TASK TO COMPLETE:
Locate each line of the material that contains the word "padlock", and copy those lines.

_ _ _ _ _

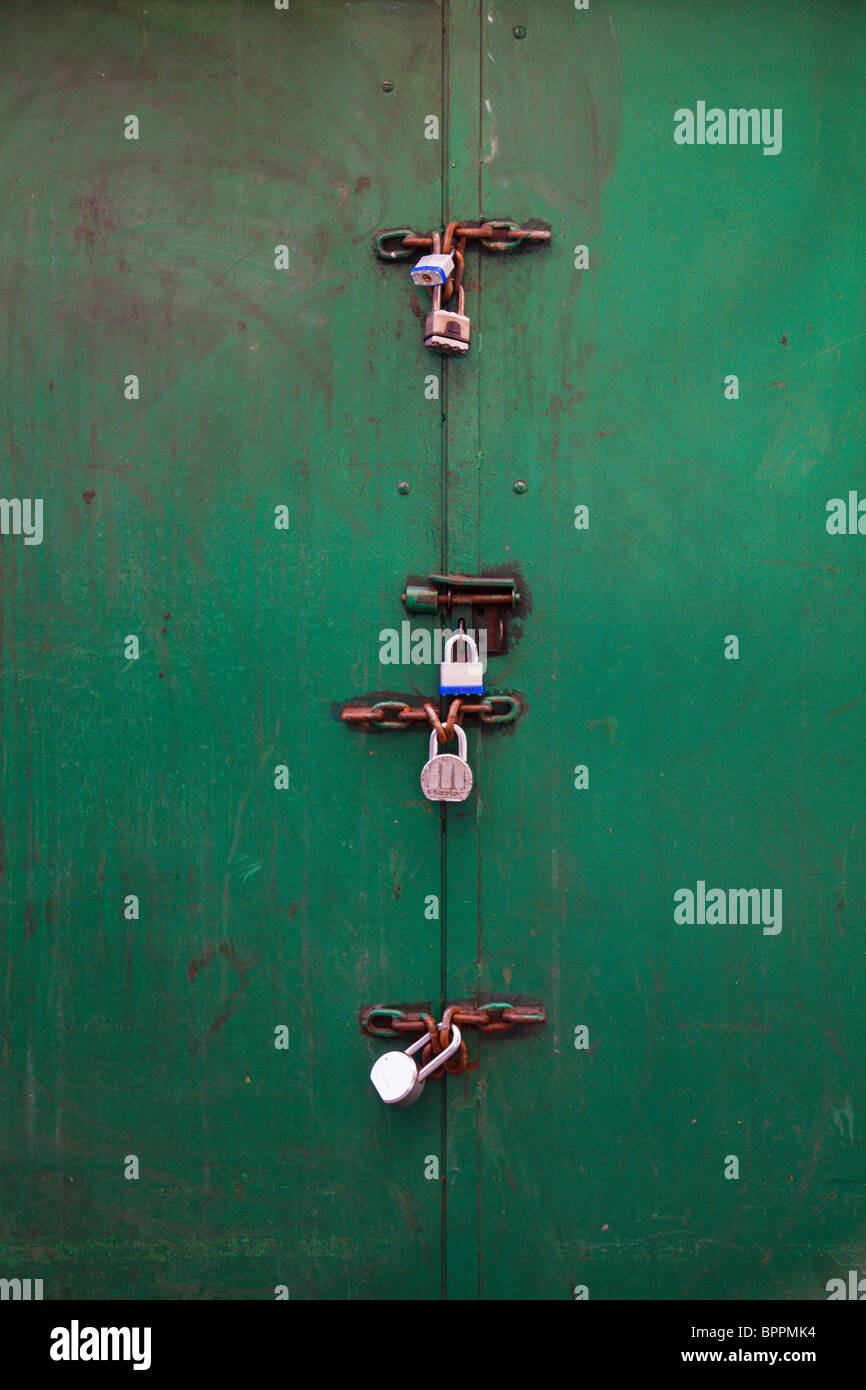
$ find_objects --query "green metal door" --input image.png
[0,0,866,1300]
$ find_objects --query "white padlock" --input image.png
[439,632,484,695]
[370,1023,460,1105]
[409,254,455,285]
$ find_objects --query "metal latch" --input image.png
[402,574,520,656]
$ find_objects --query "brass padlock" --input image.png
[424,285,470,354]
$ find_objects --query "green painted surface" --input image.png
[0,0,866,1300]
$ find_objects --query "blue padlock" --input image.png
[439,632,484,695]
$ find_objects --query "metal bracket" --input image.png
[402,574,520,656]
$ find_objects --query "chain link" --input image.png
[373,218,550,260]
[360,1001,548,1052]
[339,695,521,744]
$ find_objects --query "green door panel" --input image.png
[0,0,866,1300]
[0,0,442,1300]
[458,3,866,1298]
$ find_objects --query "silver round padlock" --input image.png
[421,724,473,801]
[370,1023,460,1105]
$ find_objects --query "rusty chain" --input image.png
[373,218,550,304]
[339,695,520,744]
[373,218,550,261]
[360,1001,546,1051]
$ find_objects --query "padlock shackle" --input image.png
[428,724,468,762]
[417,1023,463,1084]
[442,632,480,662]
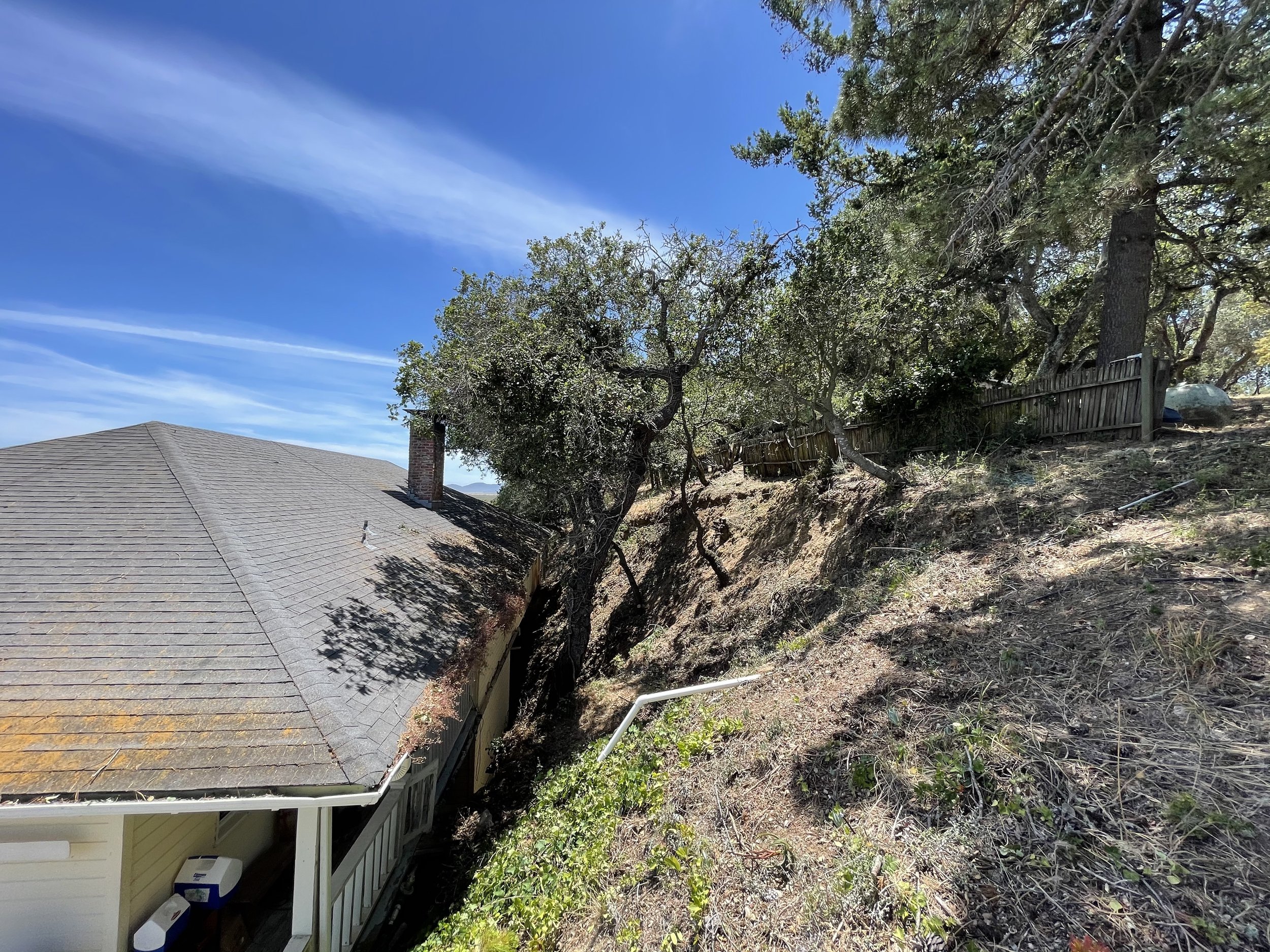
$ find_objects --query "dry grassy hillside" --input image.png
[419,401,1270,951]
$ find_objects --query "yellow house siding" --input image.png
[0,816,123,952]
[121,810,273,948]
[124,814,216,941]
[472,664,512,790]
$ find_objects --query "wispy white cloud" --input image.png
[0,310,495,485]
[0,0,630,254]
[0,307,396,367]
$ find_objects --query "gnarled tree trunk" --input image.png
[1099,195,1156,367]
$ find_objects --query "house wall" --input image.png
[118,810,273,949]
[0,816,124,952]
[471,559,543,792]
[472,663,512,790]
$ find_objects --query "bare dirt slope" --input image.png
[559,401,1270,949]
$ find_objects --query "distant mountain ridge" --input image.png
[447,482,502,497]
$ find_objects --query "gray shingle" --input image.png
[0,423,537,797]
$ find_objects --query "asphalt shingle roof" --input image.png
[0,423,537,797]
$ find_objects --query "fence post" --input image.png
[1142,344,1156,443]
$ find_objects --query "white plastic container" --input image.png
[173,856,243,909]
[132,895,189,952]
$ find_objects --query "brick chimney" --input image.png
[405,413,446,505]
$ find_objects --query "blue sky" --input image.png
[0,0,832,484]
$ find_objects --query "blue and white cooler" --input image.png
[132,895,189,952]
[173,856,243,909]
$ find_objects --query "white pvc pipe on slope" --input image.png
[599,673,764,761]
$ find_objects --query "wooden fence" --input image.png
[697,350,1155,476]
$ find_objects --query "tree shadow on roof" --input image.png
[322,489,543,695]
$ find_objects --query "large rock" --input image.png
[1165,383,1234,426]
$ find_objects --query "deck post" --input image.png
[1142,344,1156,443]
[291,806,322,937]
[316,806,332,952]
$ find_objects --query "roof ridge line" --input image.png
[141,423,376,783]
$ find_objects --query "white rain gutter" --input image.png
[0,754,410,820]
[599,673,764,761]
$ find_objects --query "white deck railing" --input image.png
[330,761,438,952]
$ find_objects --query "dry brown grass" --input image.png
[559,406,1270,949]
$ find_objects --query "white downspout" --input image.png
[599,673,764,761]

_ _ _ _ _

ANSWER TO THIS TASK:
$ find_objects --query "white padlock" --input image.png
$ find_objects --query "brass padlock" --input image.png
$ find_objects --query "blue padlock" --input image.png
$ find_objects --query "silver round padlock" --input image.png
$ find_objects --query "padlock shackle" --input image.png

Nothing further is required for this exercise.